Exercise objective –
Copy out, unchanged, the lines running from the line with "Can you see the black medicine" through the last line of the entries, both ends included.

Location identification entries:
+ + + + +
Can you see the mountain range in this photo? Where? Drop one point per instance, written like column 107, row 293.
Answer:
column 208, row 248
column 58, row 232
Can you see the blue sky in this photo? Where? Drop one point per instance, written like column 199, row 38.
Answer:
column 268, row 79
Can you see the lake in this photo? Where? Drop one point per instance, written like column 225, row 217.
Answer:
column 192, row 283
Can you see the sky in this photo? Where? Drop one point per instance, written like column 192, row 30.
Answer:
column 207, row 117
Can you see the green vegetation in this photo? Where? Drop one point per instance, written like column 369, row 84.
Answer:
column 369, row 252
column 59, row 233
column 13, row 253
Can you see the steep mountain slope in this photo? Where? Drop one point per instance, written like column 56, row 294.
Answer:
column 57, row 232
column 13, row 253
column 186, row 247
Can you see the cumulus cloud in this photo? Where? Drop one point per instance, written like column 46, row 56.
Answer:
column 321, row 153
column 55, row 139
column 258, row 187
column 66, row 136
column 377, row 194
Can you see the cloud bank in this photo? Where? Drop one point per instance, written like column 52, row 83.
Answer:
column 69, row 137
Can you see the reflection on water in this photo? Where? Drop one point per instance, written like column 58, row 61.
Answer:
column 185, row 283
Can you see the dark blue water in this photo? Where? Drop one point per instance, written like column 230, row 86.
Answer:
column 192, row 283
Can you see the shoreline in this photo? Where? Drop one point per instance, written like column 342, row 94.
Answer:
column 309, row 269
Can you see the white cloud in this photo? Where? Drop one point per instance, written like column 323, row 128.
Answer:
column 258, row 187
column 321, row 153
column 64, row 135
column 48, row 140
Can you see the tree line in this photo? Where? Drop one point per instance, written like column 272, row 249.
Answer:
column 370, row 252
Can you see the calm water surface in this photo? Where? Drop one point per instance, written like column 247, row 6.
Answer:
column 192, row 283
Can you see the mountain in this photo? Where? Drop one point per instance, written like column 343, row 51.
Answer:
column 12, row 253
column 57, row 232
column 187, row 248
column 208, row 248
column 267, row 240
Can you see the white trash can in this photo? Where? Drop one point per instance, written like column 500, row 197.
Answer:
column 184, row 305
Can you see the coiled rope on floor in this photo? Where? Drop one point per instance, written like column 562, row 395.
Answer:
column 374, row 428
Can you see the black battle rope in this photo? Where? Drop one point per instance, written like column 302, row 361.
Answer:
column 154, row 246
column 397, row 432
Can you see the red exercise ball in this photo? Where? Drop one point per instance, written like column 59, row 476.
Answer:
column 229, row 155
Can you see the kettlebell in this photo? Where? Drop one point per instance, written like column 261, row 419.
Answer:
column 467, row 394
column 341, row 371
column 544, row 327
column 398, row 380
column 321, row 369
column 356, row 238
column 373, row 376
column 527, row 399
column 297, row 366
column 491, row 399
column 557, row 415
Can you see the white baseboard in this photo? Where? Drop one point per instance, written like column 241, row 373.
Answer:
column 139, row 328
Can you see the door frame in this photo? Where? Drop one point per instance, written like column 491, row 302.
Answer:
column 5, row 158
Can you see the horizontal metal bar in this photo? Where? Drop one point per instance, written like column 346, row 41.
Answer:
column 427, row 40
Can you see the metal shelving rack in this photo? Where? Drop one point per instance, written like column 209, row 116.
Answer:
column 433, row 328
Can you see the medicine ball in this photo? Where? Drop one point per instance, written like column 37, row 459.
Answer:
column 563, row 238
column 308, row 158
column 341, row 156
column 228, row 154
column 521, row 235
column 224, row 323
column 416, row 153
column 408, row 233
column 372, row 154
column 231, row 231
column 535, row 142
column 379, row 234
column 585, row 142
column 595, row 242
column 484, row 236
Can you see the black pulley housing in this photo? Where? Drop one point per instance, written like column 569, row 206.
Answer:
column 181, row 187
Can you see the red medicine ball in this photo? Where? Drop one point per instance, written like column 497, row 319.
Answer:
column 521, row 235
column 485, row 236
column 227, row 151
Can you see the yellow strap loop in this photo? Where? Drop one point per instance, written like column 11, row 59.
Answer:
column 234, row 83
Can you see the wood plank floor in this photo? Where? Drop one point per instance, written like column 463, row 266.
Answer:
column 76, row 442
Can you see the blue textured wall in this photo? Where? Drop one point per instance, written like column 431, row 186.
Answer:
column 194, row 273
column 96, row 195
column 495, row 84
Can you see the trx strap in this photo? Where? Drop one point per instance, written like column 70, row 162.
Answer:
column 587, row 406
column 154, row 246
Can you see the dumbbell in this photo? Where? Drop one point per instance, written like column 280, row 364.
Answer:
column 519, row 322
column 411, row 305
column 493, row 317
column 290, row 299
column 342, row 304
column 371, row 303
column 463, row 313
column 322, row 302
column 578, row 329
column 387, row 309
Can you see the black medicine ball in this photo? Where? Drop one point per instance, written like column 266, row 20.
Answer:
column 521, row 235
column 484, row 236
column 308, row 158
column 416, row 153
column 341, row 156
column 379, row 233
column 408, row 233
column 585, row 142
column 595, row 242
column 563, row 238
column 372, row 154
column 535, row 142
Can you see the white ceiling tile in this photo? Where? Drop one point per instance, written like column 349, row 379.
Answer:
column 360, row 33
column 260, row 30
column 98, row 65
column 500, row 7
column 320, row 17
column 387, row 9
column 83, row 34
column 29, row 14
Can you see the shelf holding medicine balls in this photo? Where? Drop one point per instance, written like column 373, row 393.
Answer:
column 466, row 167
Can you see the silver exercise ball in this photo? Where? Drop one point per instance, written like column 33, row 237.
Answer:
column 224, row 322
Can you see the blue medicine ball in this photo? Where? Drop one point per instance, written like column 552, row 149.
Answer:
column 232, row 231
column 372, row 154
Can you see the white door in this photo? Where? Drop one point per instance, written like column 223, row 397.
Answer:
+ + + + +
Task answer –
Can you see the black medicine ball in this photo? Where? Drop one point per instance, written like column 266, row 20.
Answer:
column 521, row 235
column 484, row 236
column 308, row 158
column 416, row 153
column 341, row 156
column 379, row 233
column 408, row 233
column 585, row 142
column 595, row 242
column 563, row 238
column 372, row 154
column 535, row 142
Can you see the white ceiling tile in this photo? Where? Drop one point per instance, written like column 349, row 379.
Answer:
column 360, row 33
column 260, row 30
column 98, row 65
column 500, row 7
column 320, row 17
column 387, row 9
column 83, row 34
column 29, row 14
Can you see the shelf holding medicine balls in this photo? Where? Drop one point per instance, written like column 373, row 393.
Answer:
column 466, row 167
Can you see the silver exercise ball in this photo? Where? Drop one point per instance, written like column 33, row 237.
Answer:
column 224, row 322
Can you see the blue medicine ball in this photo? Where? Drop one point per instance, written like column 552, row 149.
Answer:
column 232, row 231
column 372, row 154
Can you see the white door in this photo? Where? Drop one point per instance, written like column 223, row 397.
Answer:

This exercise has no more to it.